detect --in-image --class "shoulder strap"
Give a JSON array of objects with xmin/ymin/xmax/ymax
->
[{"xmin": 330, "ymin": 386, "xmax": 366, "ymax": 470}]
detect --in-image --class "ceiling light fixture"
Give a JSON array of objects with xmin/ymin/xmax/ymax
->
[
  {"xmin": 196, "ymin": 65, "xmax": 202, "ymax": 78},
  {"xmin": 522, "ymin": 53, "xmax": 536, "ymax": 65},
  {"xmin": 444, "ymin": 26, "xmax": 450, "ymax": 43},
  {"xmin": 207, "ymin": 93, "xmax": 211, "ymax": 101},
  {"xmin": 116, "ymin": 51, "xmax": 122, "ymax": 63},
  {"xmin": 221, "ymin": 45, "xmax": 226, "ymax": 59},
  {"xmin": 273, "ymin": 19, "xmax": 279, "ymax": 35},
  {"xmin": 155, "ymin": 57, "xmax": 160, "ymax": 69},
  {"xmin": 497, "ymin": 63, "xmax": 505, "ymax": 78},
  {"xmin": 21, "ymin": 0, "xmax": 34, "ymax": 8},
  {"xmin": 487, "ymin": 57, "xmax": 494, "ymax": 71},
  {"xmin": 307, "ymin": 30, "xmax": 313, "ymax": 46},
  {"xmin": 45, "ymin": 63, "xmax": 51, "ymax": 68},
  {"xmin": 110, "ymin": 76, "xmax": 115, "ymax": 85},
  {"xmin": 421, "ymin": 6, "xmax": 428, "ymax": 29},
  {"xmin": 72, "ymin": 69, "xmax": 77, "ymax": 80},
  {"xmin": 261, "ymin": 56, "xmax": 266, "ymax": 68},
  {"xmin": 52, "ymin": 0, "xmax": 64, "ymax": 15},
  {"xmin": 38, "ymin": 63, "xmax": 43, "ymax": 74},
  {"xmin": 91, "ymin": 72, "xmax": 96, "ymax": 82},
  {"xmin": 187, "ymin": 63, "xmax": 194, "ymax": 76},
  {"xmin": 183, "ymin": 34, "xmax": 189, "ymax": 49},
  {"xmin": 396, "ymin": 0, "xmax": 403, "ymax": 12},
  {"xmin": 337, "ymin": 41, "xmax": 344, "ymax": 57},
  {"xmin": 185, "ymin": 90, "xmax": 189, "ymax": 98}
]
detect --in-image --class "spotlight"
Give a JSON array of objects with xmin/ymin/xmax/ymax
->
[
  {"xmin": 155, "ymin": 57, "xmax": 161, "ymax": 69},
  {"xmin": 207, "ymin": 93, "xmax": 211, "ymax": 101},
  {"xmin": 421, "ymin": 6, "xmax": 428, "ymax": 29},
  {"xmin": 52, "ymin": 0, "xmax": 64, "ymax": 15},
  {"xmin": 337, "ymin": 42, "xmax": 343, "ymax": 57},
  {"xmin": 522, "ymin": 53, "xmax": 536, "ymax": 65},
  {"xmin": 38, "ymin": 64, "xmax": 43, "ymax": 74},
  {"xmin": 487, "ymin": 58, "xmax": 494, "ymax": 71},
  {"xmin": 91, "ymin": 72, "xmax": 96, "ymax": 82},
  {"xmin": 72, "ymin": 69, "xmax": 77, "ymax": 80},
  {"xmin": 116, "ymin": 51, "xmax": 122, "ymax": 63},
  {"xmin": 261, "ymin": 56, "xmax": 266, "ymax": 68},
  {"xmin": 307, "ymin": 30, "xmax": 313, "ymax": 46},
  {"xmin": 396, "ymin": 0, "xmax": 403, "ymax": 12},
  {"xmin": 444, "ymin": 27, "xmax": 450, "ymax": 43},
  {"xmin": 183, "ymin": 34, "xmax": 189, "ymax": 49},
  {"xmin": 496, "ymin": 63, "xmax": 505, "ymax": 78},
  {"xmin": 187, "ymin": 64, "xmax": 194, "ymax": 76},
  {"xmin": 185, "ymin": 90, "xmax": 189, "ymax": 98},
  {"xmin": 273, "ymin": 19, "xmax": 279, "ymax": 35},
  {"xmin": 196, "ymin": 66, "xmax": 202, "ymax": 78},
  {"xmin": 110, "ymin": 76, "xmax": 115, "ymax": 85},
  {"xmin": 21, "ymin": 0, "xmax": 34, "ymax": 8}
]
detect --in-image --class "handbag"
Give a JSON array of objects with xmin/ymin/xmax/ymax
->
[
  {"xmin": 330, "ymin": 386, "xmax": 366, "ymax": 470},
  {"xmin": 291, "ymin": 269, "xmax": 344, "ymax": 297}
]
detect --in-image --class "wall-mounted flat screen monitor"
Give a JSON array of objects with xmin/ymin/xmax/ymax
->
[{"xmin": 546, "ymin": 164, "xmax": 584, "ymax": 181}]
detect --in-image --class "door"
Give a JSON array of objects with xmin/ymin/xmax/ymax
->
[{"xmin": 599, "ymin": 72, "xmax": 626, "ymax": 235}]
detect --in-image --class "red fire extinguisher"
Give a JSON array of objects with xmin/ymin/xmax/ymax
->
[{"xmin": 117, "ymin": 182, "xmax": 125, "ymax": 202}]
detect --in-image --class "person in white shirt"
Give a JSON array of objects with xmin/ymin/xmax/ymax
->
# # #
Exercise
Say how many lines above contain the string "image". Answer with the number only.

Answer for the task
8